* **TEXTO DE LECTURA**
━━━━━━━━━━
No voy a hablar de carnaval. Si alguien lo quiere ver así es su problema. Yo dije que no hablaba más y lo mantengo. Pero es que hay una cuestión social alrededor del carnaval acosándolo hasta tal extremo que, de continuar así, del carnaval va a quedar el nombre y Onda Cádiz (al menos en el Falla): esta cuestión no es otra que la de las letras, su estandarte, su copyright, su seña sacra de identidad, su marca, su principio y su fin.
Es cierto que yo soy el primero en defender que el carnaval es —ante todo— música. Si ésta te taladra luego hablamos de las letras. Si no hay música que atrape y conmueva ya puedes escribir el quinto evangelio que no tienes nada que decir. Tanto es así que la música más difícil de componer es la del cuplé, con diferencia la pieza peor compuesta y atendida por la mayoría de los comparsistas, muy por debajo del cuplé de cualquier ilegal de calidad media. Así es también la pieza más difícil de cantar; preguntadle a un comparsista y veréis: le teme más al cuplé que a un monólogo de Vicente Sánchez.
━━━━━━━━━━
* **DATOS RECOGIDOS**

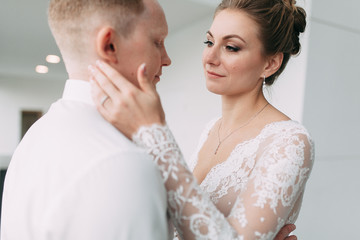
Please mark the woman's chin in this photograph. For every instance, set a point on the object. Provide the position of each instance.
(213, 89)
━━━━━━━━━━
* **PARTES DEL EJERCICIO**
#1 Según el texto sobre el carnaval, ¿cuál es la música más difícil de componer?
#2 Escribe cómo sigue el texto sobre el carnaval a partir de su última oración.

* **TAREAS RESUELTAS**
#1 La música del cuplé.

#2
Hace tres semanas tuve un encantador encuentro con mi selecta chusma madrileña (de las más selectas, con seguridad) y en el brillante coloquio final una señora me planteó lo siguiente: “He observado que cuando en el Teatro alguien canta algo subido de tono, la gente comenta que eso para la calle está bien pero para el Teatro no, porque el Teatro merece un “respeto”… Con lo que deduzco que la calle no merece respeto y debe, por tanto, convertirse en el depósito de toda aquella vulgaridad que no pase por el glamuroso aro del Teatro, ¿no? Pues, chico, qué quieres que te diga, a mí el carnaval del Teatro cada vez me aburre más porque es de todo menos carnaval, y ya cuando bajo sólo voy a la calle a ver ilegales”.
Tras eternos segundos tragando saliva, atiné a responder:
—Completamente de acuerdo con usted, señora, creo que está tomando la mejor y única alternativa si lo que busca es carnaval de verdad. A mí me dicen lo mismo cada vez que me ven aparecer con la torre de preferencia tapando el estribillo.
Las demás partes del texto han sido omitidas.